Dataset rows.
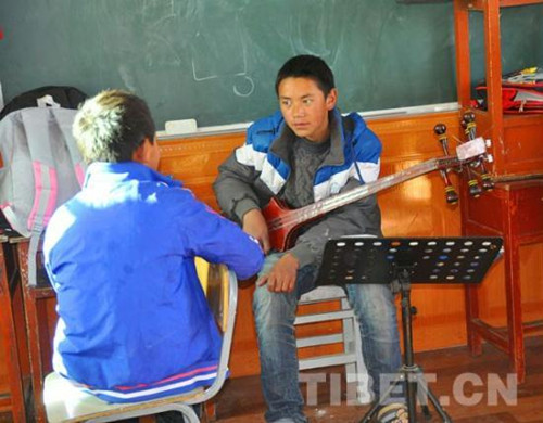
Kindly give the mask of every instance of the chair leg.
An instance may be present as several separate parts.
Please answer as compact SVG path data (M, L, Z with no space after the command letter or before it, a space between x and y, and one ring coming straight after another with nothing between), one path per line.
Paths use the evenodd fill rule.
M0 335L5 346L5 364L10 382L10 408L14 422L24 422L25 399L23 394L23 381L21 363L17 349L17 336L15 329L15 316L12 308L12 293L9 277L7 274L3 255L4 244L0 245ZM20 287L18 285L17 287ZM13 295L15 297L15 295Z

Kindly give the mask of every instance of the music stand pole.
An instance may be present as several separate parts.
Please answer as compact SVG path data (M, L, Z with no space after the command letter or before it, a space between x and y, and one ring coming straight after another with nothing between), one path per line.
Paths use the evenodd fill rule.
M361 420L368 423L389 399L392 390L403 384L409 423L416 422L417 398L430 419L427 398L443 422L449 414L429 389L422 370L414 362L411 305L412 283L476 284L484 278L500 253L500 238L344 238L328 241L317 285L390 284L401 293L403 364L378 400Z

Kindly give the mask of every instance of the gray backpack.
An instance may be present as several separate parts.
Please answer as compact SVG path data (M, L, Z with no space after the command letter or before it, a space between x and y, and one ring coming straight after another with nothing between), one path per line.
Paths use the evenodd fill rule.
M30 239L30 285L37 283L36 253L43 229L83 184L85 164L72 136L76 113L29 107L0 120L0 208L12 228Z

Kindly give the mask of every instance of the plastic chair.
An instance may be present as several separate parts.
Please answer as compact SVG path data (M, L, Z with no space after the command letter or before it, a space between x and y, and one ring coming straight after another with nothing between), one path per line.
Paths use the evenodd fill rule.
M213 398L223 387L228 371L238 302L236 274L224 266L220 266L218 271L216 269L217 267L211 266L210 275L218 275L223 282L223 286L228 284L228 296L224 295L227 298L227 304L222 307L222 310L218 310L219 315L224 316L224 319L220 316L217 319L224 330L223 346L217 377L210 387L151 401L109 403L77 389L61 375L50 373L43 384L43 402L48 421L113 422L142 415L152 415L164 411L178 411L184 415L186 422L200 422L191 405L201 403ZM226 323L226 326L224 326L224 323Z
M356 383L356 398L359 403L369 402L367 388L367 371L362 356L362 341L358 321L349 304L345 291L341 286L318 286L302 295L300 305L315 305L319 303L340 302L340 309L298 315L294 325L318 322L340 321L342 331L327 335L296 336L296 347L306 348L320 345L343 344L341 352L320 355L299 360L300 370L318 369L330 366L345 366L346 383Z

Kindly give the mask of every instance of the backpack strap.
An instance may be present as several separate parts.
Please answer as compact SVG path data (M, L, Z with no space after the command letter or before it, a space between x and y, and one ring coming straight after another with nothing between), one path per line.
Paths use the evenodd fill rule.
M22 120L34 169L35 195L27 227L30 231L28 285L36 286L39 240L56 206L59 181L49 138L49 110L24 110Z
M59 125L62 136L64 137L64 143L66 144L70 157L72 158L72 165L74 167L77 182L79 182L79 187L83 187L87 166L83 161L81 153L77 148L74 136L72 134L72 124L76 112L70 108L50 108L50 111Z

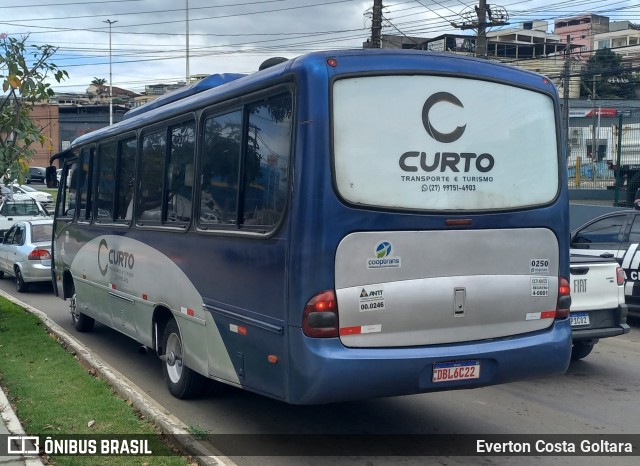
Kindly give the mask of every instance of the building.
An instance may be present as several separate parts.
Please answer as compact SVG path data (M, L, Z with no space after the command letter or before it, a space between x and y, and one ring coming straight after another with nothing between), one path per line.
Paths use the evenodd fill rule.
M608 31L609 18L594 14L558 19L555 21L553 29L553 33L560 36L561 42L579 47L575 56L583 62L586 62L591 56L595 35ZM572 52L574 51L572 50Z
M115 87L105 84L91 84L87 88L87 97L89 100L98 105L104 105L109 103L109 94L113 97L114 104L130 105L133 100L139 95L136 92L122 89L121 87Z
M49 165L49 158L58 153L60 148L60 131L58 119L58 105L38 104L31 110L31 119L40 128L45 136L44 144L37 142L31 145L35 154L29 161L29 165L35 167L46 167Z
M593 50L610 49L620 55L625 68L635 69L640 65L640 25L616 21L609 26L609 31L593 36Z

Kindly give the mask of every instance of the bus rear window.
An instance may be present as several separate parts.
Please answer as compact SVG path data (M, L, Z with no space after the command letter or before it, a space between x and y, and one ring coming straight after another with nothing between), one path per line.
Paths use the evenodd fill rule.
M559 189L554 104L541 93L466 78L348 78L334 83L332 121L336 186L353 204L509 209Z

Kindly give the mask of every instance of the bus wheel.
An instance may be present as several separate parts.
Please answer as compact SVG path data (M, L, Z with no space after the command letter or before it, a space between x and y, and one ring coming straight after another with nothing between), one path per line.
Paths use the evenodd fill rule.
M93 320L93 317L89 317L78 311L75 288L71 289L71 293L72 295L69 304L69 308L71 310L71 322L78 332L90 332L93 330L95 320Z
M162 373L169 392L180 399L198 395L204 387L204 377L184 365L182 336L174 319L167 322L164 329L162 348Z
M578 361L579 359L586 358L593 350L593 343L585 341L575 341L571 348L571 360Z

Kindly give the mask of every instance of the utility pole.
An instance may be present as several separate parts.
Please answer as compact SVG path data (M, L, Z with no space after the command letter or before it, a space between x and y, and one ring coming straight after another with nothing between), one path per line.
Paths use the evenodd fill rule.
M382 48L382 0L373 0L371 20L371 48Z
M111 73L111 25L117 23L118 20L111 21L107 19L103 23L109 24L109 126L113 124L113 74Z
M191 72L189 71L189 0L185 0L186 1L186 23L187 23L187 43L186 43L186 55L187 55L187 70L186 70L186 74L187 74L187 86L189 85L189 82L191 81Z
M476 39L476 57L487 56L487 28L505 26L509 24L509 15L501 6L487 5L487 0L478 0L478 6L467 8L460 13L462 24L451 23L458 29L475 29L478 31Z
M476 7L478 15L478 39L476 42L476 56L487 56L487 0L480 0Z
M567 48L565 49L564 70L562 73L562 129L565 136L567 160L571 155L569 144L569 78L571 73L571 35L567 35Z

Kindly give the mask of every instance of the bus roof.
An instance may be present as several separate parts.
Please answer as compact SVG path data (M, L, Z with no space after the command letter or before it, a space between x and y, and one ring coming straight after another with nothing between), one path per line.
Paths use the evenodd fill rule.
M391 60L392 57L398 60ZM391 72L424 72L436 74L458 74L478 77L487 80L517 79L521 85L546 89L557 93L555 86L540 74L515 68L487 59L460 56L452 53L431 52L410 49L353 49L311 52L284 61L252 74L224 73L211 75L189 87L158 98L156 101L127 112L125 119L112 126L87 133L75 139L70 148L51 157L51 162L62 156L73 147L123 131L134 130L148 125L158 119L169 118L180 112L189 111L201 105L201 99L222 96L232 98L241 92L258 90L265 82L276 82L291 72L312 73L320 63L335 58L337 69L342 73L362 73L385 70ZM212 101L213 103L213 101Z

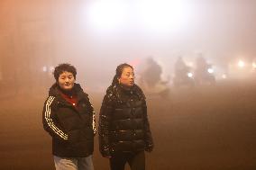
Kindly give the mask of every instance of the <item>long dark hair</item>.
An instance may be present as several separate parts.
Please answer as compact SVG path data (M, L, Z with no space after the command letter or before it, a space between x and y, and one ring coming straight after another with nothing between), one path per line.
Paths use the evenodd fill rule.
M123 64L119 65L115 69L115 75L113 78L112 85L119 84L118 78L121 77L121 75L122 75L124 67L131 67L132 69L133 69L133 67L127 63L123 63Z

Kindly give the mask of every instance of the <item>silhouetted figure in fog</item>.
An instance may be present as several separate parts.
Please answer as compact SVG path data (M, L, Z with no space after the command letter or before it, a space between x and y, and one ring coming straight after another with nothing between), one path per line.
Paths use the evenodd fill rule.
M99 148L110 159L111 170L123 170L126 163L132 170L144 170L144 150L153 149L145 96L126 63L117 67L102 103Z
M161 67L152 58L148 58L146 59L146 68L142 73L141 76L143 83L147 84L147 85L154 86L160 82L161 73Z
M57 170L93 170L95 112L69 64L55 67L56 83L50 88L42 112L43 128L52 137Z
M187 76L189 68L184 62L182 57L178 57L174 65L174 69L175 76L184 77Z
M200 56L199 58L197 58L196 60L196 65L197 65L196 74L201 75L207 72L208 64L204 57Z

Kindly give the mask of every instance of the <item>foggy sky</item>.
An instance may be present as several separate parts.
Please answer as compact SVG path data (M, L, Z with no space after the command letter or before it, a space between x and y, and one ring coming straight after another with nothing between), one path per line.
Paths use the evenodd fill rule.
M178 55L195 57L197 52L219 62L256 56L253 0L184 1L191 7L189 21L169 32L139 28L133 11L122 29L94 30L87 13L92 2L1 0L2 74L11 66L32 72L45 65L70 62L80 76L93 73L90 79L109 79L118 64L147 56L160 62L172 62Z

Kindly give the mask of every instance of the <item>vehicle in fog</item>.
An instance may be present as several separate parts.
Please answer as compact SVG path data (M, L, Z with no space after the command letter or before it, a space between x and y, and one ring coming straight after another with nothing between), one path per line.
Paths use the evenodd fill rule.
M197 67L195 69L195 83L200 85L215 85L215 70L211 64L208 64L205 58L197 58Z
M142 66L142 70L138 75L138 84L144 93L150 97L169 97L169 80L162 80L161 66L152 57L147 58Z
M181 57L178 58L174 67L175 76L173 77L173 85L175 87L195 85L191 67L185 63Z

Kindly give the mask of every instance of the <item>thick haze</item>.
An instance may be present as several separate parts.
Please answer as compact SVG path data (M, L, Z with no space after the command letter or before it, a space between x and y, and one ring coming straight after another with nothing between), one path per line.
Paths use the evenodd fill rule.
M148 56L167 71L178 55L200 52L222 65L256 56L256 1L138 2L1 0L1 79L33 81L43 67L69 62L96 90L118 64Z

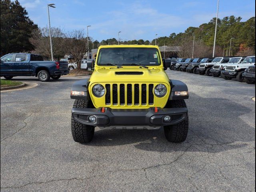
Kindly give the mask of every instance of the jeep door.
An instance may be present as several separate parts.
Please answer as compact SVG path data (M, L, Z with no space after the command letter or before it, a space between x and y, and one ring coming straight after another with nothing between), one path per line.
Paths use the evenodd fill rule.
M8 54L1 58L1 75L10 75L13 74L12 68L14 54Z

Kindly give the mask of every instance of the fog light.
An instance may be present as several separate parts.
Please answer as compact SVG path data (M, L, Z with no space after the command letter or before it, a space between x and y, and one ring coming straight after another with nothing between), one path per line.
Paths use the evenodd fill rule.
M171 120L171 117L168 115L166 115L164 117L164 119L166 122L168 122Z
M96 118L94 116L89 116L89 121L91 123L95 123L96 121Z

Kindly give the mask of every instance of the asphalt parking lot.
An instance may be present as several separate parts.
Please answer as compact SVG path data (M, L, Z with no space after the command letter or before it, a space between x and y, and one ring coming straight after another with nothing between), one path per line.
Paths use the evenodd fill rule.
M159 130L97 128L73 141L71 86L62 77L1 93L1 191L254 191L255 85L166 71L187 84L190 129L169 143Z

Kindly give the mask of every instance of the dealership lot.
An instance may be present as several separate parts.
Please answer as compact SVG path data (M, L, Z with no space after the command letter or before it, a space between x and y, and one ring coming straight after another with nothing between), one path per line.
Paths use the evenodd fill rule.
M73 141L72 84L41 82L1 93L1 191L255 190L255 85L179 71L188 86L190 129L180 144L156 130L97 128Z

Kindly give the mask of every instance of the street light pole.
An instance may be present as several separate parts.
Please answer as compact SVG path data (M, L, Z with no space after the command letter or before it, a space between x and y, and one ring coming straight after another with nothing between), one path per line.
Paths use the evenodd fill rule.
M228 56L230 56L230 51L231 50L231 42L232 41L232 39L234 39L234 38L231 38L230 39L230 45L229 46L229 54L228 54Z
M120 38L119 38L119 34L121 32L121 31L118 32L118 45L119 44L119 41L120 41Z
M193 40L193 50L192 50L192 58L194 58L194 47L195 45L195 37L194 36L194 40Z
M89 55L89 35L88 33L88 28L91 26L91 25L88 25L87 26L87 48L88 49L88 50L87 51L87 59L90 59L90 56Z
M219 0L218 0L218 5L217 6L217 15L216 16L216 24L215 24L215 33L214 34L214 42L213 44L213 52L212 57L214 57L215 54L215 44L216 44L216 36L217 35L217 25L218 24L218 15L219 12Z
M53 52L52 51L52 36L51 35L51 24L50 22L50 12L49 11L49 7L55 8L54 6L55 4L52 3L47 5L47 9L48 10L48 20L49 20L49 35L50 35L50 43L51 46L51 54L52 55L52 60L53 61Z

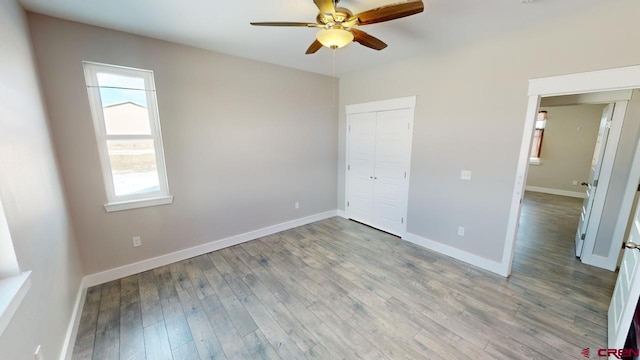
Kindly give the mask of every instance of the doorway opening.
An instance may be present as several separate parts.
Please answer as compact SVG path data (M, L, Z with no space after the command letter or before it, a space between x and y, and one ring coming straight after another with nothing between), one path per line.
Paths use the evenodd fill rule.
M628 91L638 88L640 88L640 66L631 66L611 70L600 70L580 74L534 79L529 81L529 101L525 118L525 130L523 131L518 168L514 184L514 193L512 197L511 211L507 227L507 238L504 248L505 256L503 256L503 261L501 264L505 276L508 276L511 272L515 241L518 230L518 222L520 219L521 204L524 197L525 183L529 167L529 152L531 149L531 141L533 138L534 123L538 114L538 110L540 108L541 99L546 97L565 95L580 97L584 96L584 94L594 94L620 90ZM621 132L622 123L623 121L621 120L619 124L620 128L616 129L616 131ZM614 121L612 123L612 126L615 124L616 123ZM637 140L637 135L634 135L636 136ZM632 196L623 196L622 204L619 207L620 214L626 211L627 216L624 217L624 220L620 220L623 216L618 216L618 219L615 221L616 235L619 235L620 237L623 235L620 235L619 233L622 231L622 234L624 234L626 230L626 225L629 219L628 213L630 213L631 211L631 206L634 198L633 195L635 195L635 190L638 186L638 179L640 178L640 161L637 161L640 159L640 156L635 156L636 154L640 155L640 148L634 146L634 149L635 152L633 155L636 161L634 161L631 166L630 174L627 179L628 181L626 181L626 184L622 184L622 188L624 189L623 194L632 194ZM612 157L612 159L615 159L615 152L613 152L612 154L608 154L608 156ZM611 161L612 159L609 160ZM611 251L608 254L609 256L599 256L598 254L594 253L595 237L593 237L593 239L590 239L590 241L585 241L582 261L587 264L611 269L611 260L612 258L614 258L613 269L615 269L615 264L617 263L617 258L619 255L619 249L615 251L615 255L611 255L611 253L614 252L614 247L619 248L620 245L621 244L617 243L615 244L615 246L613 245L613 243L610 244L609 250Z

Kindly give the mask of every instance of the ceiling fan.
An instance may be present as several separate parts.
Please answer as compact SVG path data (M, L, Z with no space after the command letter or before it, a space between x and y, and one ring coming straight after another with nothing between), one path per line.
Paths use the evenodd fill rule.
M355 27L399 19L424 11L422 0L409 0L403 3L381 6L353 15L351 10L336 7L339 0L313 0L320 12L315 23L304 22L252 22L254 26L293 26L319 28L316 40L307 49L313 54L322 46L337 49L352 41L374 50L387 47L384 41Z

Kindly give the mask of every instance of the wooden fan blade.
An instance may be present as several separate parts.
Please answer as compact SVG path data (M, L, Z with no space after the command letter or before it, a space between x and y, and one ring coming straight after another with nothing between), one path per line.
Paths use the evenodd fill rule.
M311 44L311 46L309 46L305 54L307 55L315 54L316 51L320 50L321 47L322 47L322 44L320 43L320 41L316 40Z
M358 29L351 29L353 33L353 41L358 42L368 48L374 50L382 50L387 47L387 44L378 39L377 37L371 36L366 32Z
M253 26L299 26L299 27L317 27L318 26L318 24L315 24L315 23L298 23L298 22L286 22L286 21L252 22L251 25Z
M383 21L399 19L405 16L418 14L424 11L422 0L408 1L405 3L391 4L376 9L355 14L349 21L358 19L360 25L375 24Z
M320 10L320 13L322 14L333 15L336 13L336 9L335 7L333 7L332 0L313 0L313 2L316 4L318 10Z

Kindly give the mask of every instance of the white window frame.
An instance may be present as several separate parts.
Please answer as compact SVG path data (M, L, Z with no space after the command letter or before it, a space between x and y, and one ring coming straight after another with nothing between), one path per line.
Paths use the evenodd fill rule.
M107 203L104 205L105 210L107 212L111 212L172 203L173 196L169 193L169 181L167 180L167 169L162 146L160 116L158 113L158 102L156 99L156 87L153 79L153 71L100 64L89 61L83 61L82 64L87 84L87 93L89 95L89 105L91 106L91 117L93 118L96 139L98 140L98 153L100 155L100 164L102 167L102 175L107 195ZM97 77L98 73L105 72L114 75L144 79L151 135L107 135ZM145 138L153 140L160 189L150 193L118 196L116 195L113 183L107 140L131 140Z

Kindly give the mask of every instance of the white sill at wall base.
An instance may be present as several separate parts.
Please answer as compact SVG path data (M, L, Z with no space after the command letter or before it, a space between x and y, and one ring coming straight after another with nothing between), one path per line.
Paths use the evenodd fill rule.
M137 208L149 207L149 206L167 205L167 204L171 204L172 202L173 202L173 196L167 195L167 196L158 196L158 197L147 198L147 199L108 203L108 204L104 204L104 209L107 212L113 212L113 211L137 209Z
M0 336L31 287L31 271L0 280Z

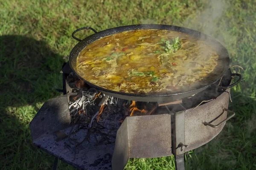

What to produce. Switch "jeep door" to "car door" in the material from the line containing "Kindly give the mask of every instance of the <item>thick" through the line containing "M96 118L94 116L89", and leave every other part of those lines unchanged. Give only those lines, without the picture.

Solved problem.
Kindly give the mask of every instance of the <item>thick haze</item>.
An instance may be present as several separate parts.
Please answer as compact SVG path data (M, L, Z with no space after the command letter or before it, a space between x and y, and one ring coming straight after another with nothing between), one path per line.
Paths use the evenodd fill rule.
M148 56L167 71L178 55L200 52L222 65L256 56L256 1L138 2L1 0L1 79L33 81L43 67L69 62L96 90L118 64Z

Kindly give the mask of every instance of the car door.
An instance may be present as several separate parts.
Please answer as compact SVG path data (M, L, Z with no space after the command letter or before it, a space between x and y, and one ring coming straight after another with nothing between), one path per line.
Paths use the evenodd fill rule.
M8 54L1 58L1 75L10 75L13 74L12 68L14 54Z

Kindly give the mask of every instance of the fog light.
An instance may be present as several separate parts.
Please answer as compact SVG path data (M, L, Z with no space after the command letter or before it, a space between x and y, and one ring coming straight after another with nothing between), one path per line.
Paths use the evenodd fill rule.
M171 120L171 117L168 115L166 115L164 117L164 119L166 122L168 122Z
M96 118L94 116L89 116L89 121L91 123L95 123L96 121Z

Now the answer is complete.